Make a slim watch with ARM Cortex-M3 EFM32

Hack-a-Gecko project by Anders and Adam 

How to make a very slim watch and keep battery life long? In this Hack-a-Gecko project, they tried to kill two birds with one stone. 


The Idea
We thought it would be cool to utilize the extremely low power EFM32 in combination with an extremely low power display to create a wrist watch demo application. And usually, the smaller and thinner something is, the cooler it is. (Admittedly, wrist watches do not necessarily follow this trend… big watches.)

Anyway, we wanted it slim. The starting point was the memory LCD display from Sharp (link). It is truly a Nano ampere display technology. And it is also thin, only 0.75 mm. A watch also needs a battery, cool new technologies exist such as the Thinergy battery, but the voltage of 4.1 V is a bit awkward. We decided to use a standard 3.0V CR1616 cell as it can power the EFM32 and display directly. Thickness of battery + display is 2.35 mm, is it possible to design the electronics as well within this thickness limit…? Challenge accepted!

We decided to try to fit everything within the width, length and depth constraints of the display + battery stacked on top of each other. Since this was going to be a simple wristwatch, all we needed on the electronics side was an EFM32 + decoupling caps + a low frequency crystal.

These components should be mounted on a printed circuit board, but that would add thickness to the whole thing. So we skipped the standard approach and designed the circuit board to fit the components inside it instead. We could have chosen a thin-film flex-PCB of some sort, but that has been done before. This was all about trying a novel and new approach (fitting components inside a PCB is in itself nothing new: link, but doing it as a hacking project for prototyping isn’t as common).

We started designing the PCB, and after some back and forth, ended up with the following layout design in Eagle:


There are cut-outs for every component; the battery is the big round cutout in the corner. Display cable and connector fits within the other big cut-out at the lower side of the PCB.
The QFN24 packaged EFM32TG110 device fits within the square cutout with drill-hits in the corners. Capacitors and crystal has some smaller and shared cutouts scattered around. There was even room for two capacitive touch buttons.

There are plated drill-hits that act as PCB-pads for the capacitors and crystal. The plan was at first to have the same plated drill-hits at each pad of the connector and EFM32, so the solder could stay inside the plated hole and thereby reduce the amount of solder on top of the PCB. After some research, it turned out that this would drastically increase the price of the PCB, so we decided to put the solder tin on top of the PCB; we reasoned that it wouldn’t increase the thickness too much.

• [Required work]:
1. Answer these questions using the slim-watch write-up, marking each answer with the same letter:
(a) How thick is the Sharp memory LCD display?
(b) Which battery did the team decide to use?
(c) In what package does the EFM32TG110 device come?
2. Please list every part the slim-watch write-up says the electronics side of the simple wristwatch needed.
3. Turn the paragraph in the slim-watch write-up that begins "Anyway, we wanted it slim." into a short bulleted list that keeps its main facts.
The data that comes next is from a separate source and not part of the slim-watch write-up.

• [Data entries]:
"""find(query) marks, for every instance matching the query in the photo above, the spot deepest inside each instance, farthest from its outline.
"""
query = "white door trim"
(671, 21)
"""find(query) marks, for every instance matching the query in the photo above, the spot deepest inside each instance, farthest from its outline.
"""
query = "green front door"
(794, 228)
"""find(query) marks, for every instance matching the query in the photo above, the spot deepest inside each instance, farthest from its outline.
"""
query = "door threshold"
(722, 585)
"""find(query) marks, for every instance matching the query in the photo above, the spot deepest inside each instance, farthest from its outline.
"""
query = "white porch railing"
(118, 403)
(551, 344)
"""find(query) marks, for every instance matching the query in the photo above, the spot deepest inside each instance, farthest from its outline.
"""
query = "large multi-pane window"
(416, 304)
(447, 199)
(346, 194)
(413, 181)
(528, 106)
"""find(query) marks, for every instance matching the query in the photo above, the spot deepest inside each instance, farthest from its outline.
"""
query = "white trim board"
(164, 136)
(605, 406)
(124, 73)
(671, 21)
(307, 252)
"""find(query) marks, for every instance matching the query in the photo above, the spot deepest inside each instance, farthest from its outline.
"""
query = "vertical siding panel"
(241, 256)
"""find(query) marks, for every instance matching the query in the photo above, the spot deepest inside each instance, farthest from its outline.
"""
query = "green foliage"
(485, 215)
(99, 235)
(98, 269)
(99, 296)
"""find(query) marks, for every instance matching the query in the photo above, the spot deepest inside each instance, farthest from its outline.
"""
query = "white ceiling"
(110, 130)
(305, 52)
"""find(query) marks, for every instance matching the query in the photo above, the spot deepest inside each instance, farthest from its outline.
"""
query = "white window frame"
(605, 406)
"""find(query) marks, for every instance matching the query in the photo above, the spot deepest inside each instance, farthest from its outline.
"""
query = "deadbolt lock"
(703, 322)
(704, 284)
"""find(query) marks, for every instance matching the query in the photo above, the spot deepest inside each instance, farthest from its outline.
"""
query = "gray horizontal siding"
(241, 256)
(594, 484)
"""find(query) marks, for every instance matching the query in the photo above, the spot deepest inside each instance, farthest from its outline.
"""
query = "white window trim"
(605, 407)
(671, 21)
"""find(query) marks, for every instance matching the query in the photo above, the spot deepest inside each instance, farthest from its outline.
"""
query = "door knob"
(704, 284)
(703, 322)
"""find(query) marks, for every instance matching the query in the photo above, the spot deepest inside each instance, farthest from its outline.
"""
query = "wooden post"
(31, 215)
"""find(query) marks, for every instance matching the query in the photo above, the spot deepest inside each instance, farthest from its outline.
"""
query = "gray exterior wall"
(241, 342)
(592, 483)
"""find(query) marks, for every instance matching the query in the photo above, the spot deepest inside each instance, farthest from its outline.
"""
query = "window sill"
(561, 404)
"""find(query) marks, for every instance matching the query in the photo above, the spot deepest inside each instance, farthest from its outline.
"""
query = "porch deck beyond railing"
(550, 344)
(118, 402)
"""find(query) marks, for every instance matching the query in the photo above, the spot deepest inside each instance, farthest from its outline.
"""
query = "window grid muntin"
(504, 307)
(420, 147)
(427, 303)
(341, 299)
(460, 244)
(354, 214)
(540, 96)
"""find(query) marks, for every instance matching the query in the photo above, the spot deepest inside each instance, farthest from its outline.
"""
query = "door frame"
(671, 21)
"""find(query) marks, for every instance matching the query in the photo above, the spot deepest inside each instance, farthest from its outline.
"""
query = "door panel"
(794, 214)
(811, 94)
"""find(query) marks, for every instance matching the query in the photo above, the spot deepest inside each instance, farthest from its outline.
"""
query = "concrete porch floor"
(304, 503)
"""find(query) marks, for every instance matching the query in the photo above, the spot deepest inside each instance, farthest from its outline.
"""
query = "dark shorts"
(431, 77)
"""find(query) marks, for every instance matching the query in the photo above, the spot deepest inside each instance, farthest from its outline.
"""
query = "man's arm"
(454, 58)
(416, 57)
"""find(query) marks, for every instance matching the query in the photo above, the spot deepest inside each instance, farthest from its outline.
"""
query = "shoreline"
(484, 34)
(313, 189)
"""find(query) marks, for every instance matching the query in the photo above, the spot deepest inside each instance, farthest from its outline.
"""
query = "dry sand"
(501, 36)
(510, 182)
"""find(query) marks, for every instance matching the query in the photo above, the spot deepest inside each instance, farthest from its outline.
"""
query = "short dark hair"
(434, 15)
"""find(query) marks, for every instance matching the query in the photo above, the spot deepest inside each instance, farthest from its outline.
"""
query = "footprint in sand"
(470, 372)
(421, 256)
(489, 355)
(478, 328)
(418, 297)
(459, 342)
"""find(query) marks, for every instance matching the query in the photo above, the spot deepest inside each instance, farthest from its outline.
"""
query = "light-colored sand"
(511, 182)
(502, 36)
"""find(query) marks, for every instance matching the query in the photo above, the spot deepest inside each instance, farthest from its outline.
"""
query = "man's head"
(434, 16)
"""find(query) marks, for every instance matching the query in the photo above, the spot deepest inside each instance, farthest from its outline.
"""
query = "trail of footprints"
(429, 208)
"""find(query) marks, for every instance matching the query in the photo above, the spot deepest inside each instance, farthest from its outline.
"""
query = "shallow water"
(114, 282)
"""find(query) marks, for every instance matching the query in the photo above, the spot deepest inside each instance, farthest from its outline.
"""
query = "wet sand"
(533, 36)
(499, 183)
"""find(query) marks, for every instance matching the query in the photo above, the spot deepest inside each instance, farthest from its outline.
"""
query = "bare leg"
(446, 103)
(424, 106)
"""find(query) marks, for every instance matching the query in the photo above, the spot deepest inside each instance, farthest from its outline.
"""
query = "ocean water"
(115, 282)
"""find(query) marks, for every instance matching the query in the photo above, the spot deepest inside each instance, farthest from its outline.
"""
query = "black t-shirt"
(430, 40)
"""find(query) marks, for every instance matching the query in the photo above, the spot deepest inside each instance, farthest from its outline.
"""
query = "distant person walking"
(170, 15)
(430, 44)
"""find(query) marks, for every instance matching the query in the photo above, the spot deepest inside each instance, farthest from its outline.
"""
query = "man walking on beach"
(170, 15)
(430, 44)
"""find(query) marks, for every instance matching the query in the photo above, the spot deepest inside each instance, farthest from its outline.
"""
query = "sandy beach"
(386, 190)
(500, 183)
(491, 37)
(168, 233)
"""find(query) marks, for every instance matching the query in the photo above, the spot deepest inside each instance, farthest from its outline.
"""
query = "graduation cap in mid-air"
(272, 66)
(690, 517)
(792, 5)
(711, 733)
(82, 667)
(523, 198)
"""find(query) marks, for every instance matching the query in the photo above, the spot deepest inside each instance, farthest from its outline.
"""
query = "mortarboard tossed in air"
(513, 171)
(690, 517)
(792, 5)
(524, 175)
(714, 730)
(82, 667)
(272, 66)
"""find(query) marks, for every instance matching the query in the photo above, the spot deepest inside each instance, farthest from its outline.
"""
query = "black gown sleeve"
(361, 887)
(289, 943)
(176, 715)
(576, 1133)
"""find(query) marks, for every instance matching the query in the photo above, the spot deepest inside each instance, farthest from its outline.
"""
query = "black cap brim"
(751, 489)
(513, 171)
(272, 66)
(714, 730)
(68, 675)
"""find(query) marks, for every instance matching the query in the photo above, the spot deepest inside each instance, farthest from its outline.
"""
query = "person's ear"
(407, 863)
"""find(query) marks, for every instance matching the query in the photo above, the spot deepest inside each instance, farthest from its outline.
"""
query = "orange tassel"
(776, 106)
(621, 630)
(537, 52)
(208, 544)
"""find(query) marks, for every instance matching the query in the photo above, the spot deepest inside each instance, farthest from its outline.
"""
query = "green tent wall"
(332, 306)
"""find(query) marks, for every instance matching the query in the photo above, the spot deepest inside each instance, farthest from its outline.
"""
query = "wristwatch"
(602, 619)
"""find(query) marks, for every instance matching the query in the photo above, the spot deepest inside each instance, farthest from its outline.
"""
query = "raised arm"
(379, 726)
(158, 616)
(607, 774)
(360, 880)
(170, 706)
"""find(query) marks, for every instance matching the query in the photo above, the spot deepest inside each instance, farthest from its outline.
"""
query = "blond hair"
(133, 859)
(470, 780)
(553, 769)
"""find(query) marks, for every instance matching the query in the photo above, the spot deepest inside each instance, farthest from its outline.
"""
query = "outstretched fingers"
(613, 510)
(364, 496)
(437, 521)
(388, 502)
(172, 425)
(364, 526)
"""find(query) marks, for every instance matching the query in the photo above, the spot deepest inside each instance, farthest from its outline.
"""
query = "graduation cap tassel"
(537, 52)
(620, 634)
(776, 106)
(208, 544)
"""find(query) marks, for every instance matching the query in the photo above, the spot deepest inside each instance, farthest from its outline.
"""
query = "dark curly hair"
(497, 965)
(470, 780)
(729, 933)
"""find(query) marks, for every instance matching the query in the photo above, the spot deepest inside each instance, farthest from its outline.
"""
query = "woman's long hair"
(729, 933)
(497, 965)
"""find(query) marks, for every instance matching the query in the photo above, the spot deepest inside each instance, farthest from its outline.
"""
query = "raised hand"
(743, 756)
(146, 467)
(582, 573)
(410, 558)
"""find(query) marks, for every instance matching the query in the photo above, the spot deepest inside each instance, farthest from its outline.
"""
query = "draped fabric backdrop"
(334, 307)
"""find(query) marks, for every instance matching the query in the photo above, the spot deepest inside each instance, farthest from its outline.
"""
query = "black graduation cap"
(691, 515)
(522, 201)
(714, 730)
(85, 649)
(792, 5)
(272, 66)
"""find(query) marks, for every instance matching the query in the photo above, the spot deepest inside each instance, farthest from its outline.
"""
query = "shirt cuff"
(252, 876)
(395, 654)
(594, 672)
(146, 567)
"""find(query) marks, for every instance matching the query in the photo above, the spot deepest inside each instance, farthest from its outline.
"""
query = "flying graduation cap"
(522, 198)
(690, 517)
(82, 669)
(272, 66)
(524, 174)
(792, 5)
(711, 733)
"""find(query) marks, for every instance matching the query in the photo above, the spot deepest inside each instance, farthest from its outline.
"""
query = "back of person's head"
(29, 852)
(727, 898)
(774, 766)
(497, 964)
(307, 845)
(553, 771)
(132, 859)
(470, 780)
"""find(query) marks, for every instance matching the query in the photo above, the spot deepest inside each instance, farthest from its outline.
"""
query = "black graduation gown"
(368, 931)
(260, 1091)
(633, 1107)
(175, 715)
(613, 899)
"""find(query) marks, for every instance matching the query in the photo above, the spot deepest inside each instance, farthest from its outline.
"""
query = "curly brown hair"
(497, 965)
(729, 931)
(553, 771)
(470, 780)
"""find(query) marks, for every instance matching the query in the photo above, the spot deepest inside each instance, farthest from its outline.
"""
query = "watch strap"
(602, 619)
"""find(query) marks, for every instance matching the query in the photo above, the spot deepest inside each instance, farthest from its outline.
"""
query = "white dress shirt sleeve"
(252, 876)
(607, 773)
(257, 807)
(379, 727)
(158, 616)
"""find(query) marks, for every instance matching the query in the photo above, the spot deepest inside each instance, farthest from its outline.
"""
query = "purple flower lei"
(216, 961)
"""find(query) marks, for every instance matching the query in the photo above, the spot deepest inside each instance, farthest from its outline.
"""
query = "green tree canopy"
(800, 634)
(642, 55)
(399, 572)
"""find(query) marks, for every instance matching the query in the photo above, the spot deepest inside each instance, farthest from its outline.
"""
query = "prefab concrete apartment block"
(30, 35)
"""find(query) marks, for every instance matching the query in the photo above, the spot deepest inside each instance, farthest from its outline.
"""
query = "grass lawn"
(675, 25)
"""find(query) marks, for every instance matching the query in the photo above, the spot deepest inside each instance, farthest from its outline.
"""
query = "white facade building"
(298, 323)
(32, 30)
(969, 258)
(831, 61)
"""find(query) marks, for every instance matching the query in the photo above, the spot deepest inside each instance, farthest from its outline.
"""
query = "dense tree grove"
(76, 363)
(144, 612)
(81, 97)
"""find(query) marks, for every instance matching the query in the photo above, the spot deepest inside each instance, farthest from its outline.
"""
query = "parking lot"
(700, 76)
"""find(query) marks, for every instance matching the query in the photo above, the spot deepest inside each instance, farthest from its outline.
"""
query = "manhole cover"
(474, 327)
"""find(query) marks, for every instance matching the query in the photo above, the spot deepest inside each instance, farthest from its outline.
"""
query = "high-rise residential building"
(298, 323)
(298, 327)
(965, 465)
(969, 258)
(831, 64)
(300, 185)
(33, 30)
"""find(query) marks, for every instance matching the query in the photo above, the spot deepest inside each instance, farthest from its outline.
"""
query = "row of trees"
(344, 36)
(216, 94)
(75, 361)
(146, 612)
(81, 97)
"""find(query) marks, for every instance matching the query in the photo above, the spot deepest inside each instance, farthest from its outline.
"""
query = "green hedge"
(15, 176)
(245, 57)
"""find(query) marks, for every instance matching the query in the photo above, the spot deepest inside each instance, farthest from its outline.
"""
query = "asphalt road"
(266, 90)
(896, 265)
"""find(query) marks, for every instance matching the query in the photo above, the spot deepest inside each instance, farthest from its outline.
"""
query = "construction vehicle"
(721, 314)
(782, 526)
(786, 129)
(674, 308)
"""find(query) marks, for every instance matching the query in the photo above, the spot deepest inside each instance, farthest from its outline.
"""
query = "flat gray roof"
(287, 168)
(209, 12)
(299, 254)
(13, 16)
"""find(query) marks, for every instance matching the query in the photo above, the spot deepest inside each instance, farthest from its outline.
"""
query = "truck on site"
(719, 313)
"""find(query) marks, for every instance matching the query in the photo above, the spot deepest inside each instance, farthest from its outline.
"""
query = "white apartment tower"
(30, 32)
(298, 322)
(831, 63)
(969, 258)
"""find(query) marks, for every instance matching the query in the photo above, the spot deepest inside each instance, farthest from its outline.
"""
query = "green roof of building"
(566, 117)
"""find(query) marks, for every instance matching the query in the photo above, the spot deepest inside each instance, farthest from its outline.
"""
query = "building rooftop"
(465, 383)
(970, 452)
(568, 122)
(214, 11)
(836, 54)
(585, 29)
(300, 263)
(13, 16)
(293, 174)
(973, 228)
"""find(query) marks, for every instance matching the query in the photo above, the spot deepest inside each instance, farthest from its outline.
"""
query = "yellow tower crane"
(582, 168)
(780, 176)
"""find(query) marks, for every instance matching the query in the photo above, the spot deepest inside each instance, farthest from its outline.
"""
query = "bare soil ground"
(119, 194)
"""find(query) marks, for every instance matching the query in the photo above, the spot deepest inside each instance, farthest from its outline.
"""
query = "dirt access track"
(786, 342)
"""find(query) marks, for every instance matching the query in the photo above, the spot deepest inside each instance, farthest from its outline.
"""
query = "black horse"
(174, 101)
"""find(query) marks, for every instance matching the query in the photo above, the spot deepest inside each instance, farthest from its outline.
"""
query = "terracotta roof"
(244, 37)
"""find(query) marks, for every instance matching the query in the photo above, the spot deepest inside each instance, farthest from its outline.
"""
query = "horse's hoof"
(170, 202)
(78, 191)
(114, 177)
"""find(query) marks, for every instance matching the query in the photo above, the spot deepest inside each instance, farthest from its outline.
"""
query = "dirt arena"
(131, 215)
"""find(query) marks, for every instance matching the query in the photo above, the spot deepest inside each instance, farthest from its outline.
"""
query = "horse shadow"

• [Complete answers]:
1.
(a) 0.75 mm
(b) A standard 3.0V CR1616 cell
(c) QFN24

2.
- An EFM32
- Decoupling caps
- A low frequency crystal

3.
- The starting point was Sharp's memory LCD display, a nano-ampere technology only 0.75 mm thick.
- The Thinergy battery was considered, but its 4.1 V voltage is awkward.
- A standard 3.0V CR1616 cell was chosen because it can power the EFM32 and the display directly.
- The battery and display together are 2.35 mm thick, and the goal was to fit the electronics within that thickness as well.